- _REQUIRED WORK_
Please copy out the lines again, beginning at the line that contains "unit. Report the bounding boxes." and stopping after the line that contains "[0,0,392,746]". Shift each bounding-box coordinate in them up by 91 and leave every other word as it stands.
========
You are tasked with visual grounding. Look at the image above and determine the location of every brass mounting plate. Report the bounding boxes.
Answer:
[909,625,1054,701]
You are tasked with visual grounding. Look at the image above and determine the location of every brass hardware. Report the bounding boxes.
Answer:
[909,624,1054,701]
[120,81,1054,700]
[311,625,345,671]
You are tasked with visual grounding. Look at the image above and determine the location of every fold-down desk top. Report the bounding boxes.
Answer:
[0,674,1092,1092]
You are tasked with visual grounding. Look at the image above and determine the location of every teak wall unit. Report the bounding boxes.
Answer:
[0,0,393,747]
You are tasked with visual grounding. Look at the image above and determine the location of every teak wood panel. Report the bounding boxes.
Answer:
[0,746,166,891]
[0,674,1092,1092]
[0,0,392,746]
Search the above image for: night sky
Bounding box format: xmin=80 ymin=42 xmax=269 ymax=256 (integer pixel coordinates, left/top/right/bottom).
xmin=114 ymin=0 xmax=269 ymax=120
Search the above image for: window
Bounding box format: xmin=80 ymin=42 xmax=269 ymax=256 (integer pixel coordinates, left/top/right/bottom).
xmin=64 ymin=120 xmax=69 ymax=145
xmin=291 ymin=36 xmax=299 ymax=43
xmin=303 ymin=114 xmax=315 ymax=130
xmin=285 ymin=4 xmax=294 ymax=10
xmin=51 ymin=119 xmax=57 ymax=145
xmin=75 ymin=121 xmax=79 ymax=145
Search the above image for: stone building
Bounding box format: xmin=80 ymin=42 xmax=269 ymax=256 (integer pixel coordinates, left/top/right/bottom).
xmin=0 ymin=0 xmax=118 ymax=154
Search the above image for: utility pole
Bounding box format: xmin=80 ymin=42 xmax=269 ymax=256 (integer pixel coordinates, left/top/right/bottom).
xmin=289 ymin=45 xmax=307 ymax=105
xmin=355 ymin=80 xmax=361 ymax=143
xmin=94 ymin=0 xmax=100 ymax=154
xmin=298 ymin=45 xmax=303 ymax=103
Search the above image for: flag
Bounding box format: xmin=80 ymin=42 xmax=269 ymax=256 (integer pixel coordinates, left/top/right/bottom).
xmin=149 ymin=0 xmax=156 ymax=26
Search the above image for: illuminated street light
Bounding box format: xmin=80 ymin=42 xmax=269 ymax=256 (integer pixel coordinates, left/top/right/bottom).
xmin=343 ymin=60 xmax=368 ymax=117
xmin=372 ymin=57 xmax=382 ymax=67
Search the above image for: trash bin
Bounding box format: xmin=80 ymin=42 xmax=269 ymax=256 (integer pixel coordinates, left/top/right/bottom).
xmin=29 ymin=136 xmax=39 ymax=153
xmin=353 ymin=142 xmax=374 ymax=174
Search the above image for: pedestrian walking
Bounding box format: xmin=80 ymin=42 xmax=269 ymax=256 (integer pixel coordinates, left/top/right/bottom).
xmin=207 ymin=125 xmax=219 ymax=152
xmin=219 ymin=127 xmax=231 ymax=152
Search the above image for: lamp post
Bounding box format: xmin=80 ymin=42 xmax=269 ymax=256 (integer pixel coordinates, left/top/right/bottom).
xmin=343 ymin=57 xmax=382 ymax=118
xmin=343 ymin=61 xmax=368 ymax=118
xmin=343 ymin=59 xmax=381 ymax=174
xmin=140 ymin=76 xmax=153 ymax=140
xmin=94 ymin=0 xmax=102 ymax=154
========
- _OUTPUT OF THE TASK_
You are tasked with visual grounding. Look at the image above and determine the location of every teak wall unit. Report the bounding boxes.
Answer:
[91,91,484,838]
You are tasked with visual grounding. Look at the image above and determine the location of every teak wood panel. Report the bounding boxes.
Answer:
[91,837,257,982]
[91,765,1183,1183]
[91,91,483,837]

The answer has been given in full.